> EXERCISE REQUIREMENTS: What is needed is an exact copy of the data that follows.

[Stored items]
--

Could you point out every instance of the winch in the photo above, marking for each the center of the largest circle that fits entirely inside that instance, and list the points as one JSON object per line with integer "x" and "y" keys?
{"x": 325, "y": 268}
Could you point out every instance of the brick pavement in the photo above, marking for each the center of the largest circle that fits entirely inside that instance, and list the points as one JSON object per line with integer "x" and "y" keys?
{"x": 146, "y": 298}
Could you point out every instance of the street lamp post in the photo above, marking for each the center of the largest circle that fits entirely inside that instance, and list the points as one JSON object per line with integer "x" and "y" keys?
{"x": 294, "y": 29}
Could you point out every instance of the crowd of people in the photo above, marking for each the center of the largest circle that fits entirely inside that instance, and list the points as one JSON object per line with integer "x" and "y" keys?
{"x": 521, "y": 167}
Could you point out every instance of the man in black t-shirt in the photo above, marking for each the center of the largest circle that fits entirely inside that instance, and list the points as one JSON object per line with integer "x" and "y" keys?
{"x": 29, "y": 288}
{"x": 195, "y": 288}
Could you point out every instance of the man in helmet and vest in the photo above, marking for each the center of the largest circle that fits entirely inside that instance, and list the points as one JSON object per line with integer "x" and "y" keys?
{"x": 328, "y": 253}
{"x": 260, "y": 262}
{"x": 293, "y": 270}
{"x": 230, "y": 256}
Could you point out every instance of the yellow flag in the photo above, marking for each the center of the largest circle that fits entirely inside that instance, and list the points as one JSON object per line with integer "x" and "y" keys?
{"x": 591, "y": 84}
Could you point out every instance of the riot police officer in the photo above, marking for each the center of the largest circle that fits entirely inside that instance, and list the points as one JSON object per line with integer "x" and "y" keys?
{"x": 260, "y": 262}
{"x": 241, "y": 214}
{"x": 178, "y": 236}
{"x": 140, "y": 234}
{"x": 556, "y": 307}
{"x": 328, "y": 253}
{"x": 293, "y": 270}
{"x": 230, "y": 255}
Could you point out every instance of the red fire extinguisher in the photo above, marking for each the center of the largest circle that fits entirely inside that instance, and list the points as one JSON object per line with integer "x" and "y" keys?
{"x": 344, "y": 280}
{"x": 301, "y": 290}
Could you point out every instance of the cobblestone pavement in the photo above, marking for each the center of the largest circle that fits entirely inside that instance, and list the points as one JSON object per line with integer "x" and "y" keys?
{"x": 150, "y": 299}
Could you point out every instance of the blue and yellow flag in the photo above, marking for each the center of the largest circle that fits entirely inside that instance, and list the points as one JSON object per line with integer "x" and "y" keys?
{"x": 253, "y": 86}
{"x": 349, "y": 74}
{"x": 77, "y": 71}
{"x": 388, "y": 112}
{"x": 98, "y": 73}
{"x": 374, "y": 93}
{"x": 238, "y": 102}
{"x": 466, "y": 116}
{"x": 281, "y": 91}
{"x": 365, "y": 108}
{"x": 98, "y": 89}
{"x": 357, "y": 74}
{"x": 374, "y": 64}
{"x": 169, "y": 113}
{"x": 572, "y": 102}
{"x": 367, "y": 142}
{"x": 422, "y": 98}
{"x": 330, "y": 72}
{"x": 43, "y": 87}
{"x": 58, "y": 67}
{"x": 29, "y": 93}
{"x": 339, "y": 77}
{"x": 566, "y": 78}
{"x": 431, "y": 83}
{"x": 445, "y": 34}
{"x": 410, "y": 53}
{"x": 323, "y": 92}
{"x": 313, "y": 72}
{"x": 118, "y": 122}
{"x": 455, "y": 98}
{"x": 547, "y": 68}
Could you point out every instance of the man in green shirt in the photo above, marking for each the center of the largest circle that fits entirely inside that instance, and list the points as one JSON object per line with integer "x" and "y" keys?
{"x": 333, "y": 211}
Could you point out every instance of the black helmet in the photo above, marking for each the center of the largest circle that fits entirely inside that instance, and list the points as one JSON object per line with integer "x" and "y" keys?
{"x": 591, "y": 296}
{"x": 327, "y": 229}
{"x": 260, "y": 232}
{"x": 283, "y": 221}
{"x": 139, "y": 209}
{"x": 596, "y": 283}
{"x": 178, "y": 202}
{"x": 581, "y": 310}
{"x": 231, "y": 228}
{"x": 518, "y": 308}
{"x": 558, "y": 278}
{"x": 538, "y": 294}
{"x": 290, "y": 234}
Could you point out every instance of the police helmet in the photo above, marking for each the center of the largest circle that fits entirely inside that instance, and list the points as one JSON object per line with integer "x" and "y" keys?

--

> TASK RESULT:
Could you point out every instance of the winch in the photo above, marking for each the center of the largest circle that fits entirely inside that instance, and list the points as one JSON object per line with integer "x" and "y" keys?
{"x": 325, "y": 268}
Could you point out every instance of the brick pavement in the photo above, marking for each the center of the largest circle that fits entirely inside that instance, and list the points as one JSON object per line with integer "x" and "y" keys?
{"x": 146, "y": 298}
Could you point out every instance of the street lamp post in the photo above, marking for each the center of the largest circle that fits entirely inside that instance, and list the points as one JSON object per line with integer "x" and "y" keys?
{"x": 294, "y": 29}
Could you point out every instance of the crowd of people in the photo above, marking for each the center of the largest circle that fits entirely inside that instance, and list the points as one JSON object per line with integer "x" and "y" keys?
{"x": 521, "y": 167}
Could you point out every instance of the man in black t-shirt in the photo above, marking for each the center of the largest circle that fits entirely inside that instance, and list the points as one JSON object per line with integer "x" and "y" keys?
{"x": 29, "y": 288}
{"x": 195, "y": 288}
Could you point out every instance of the man in helmet and vest in the photo above, marking for each the center of the largest circle that fits entirely inside that instance, and list the points as one JSON object per line with integer "x" and "y" keys?
{"x": 328, "y": 253}
{"x": 260, "y": 262}
{"x": 293, "y": 270}
{"x": 230, "y": 256}
Could you point out every instance of the yellow flag in the photo above, marking for each the center of the largest circle that fits entirely inside that instance, and list the points as one JSON object per line with integer "x" and "y" keys?
{"x": 591, "y": 84}
Could you point out every instance of the riot police officer in the photo above, marking for each the center of the largest circle that fits entirely inside that instance, and list the points as one JSON object per line with integer "x" and "y" keys?
{"x": 260, "y": 262}
{"x": 241, "y": 214}
{"x": 178, "y": 236}
{"x": 140, "y": 234}
{"x": 556, "y": 307}
{"x": 328, "y": 253}
{"x": 293, "y": 270}
{"x": 230, "y": 255}
Could you point out every instance of the red fire extinguisher in the photo above, marking for each the center of the largest circle that fits entirely inside that instance, and list the points as one JSON object per line with integer "x" and "y" keys?
{"x": 344, "y": 280}
{"x": 301, "y": 290}
Could you point out every instance of the cobblestone pavement in the photo above, marking for each the center of the largest circle that fits entirely inside that instance, and list the points as one JSON object per line with integer "x" and "y" keys?
{"x": 150, "y": 299}
Could you point out every instance of the blue and yellow flag in the photo above, marking for each the center of the largest circle that fits entirely inside that instance, and list the points as one JSON object per line with integer "x" and "y" keys?
{"x": 253, "y": 86}
{"x": 349, "y": 74}
{"x": 77, "y": 71}
{"x": 388, "y": 112}
{"x": 98, "y": 73}
{"x": 374, "y": 93}
{"x": 238, "y": 102}
{"x": 466, "y": 116}
{"x": 281, "y": 91}
{"x": 365, "y": 108}
{"x": 98, "y": 89}
{"x": 357, "y": 74}
{"x": 374, "y": 64}
{"x": 169, "y": 113}
{"x": 572, "y": 102}
{"x": 367, "y": 142}
{"x": 422, "y": 98}
{"x": 330, "y": 72}
{"x": 43, "y": 87}
{"x": 58, "y": 67}
{"x": 29, "y": 93}
{"x": 339, "y": 77}
{"x": 566, "y": 78}
{"x": 431, "y": 83}
{"x": 445, "y": 34}
{"x": 410, "y": 53}
{"x": 323, "y": 92}
{"x": 313, "y": 72}
{"x": 118, "y": 122}
{"x": 455, "y": 98}
{"x": 547, "y": 68}
Could you point out every instance of the man in green shirt in the photo above, marking for each the center of the largest circle that fits entirely inside that instance, and list the points as one JSON object per line with integer "x" and "y" keys?
{"x": 333, "y": 211}
Could you point out every instance of the black helmet in the photo above, marking for each the center of the largest circle that fits entirely inside that instance, and list the points as one JSON object per line with integer "x" and "y" keys?
{"x": 591, "y": 296}
{"x": 327, "y": 229}
{"x": 260, "y": 232}
{"x": 283, "y": 221}
{"x": 139, "y": 209}
{"x": 596, "y": 283}
{"x": 178, "y": 202}
{"x": 581, "y": 310}
{"x": 231, "y": 228}
{"x": 518, "y": 308}
{"x": 558, "y": 278}
{"x": 538, "y": 294}
{"x": 290, "y": 234}
Could you point out every instance of the police helmet in the photo above, marking for each the center of the largest circle that fits entirely inside that instance, and list the points as one JSON object per line with integer "x" and "y" keys?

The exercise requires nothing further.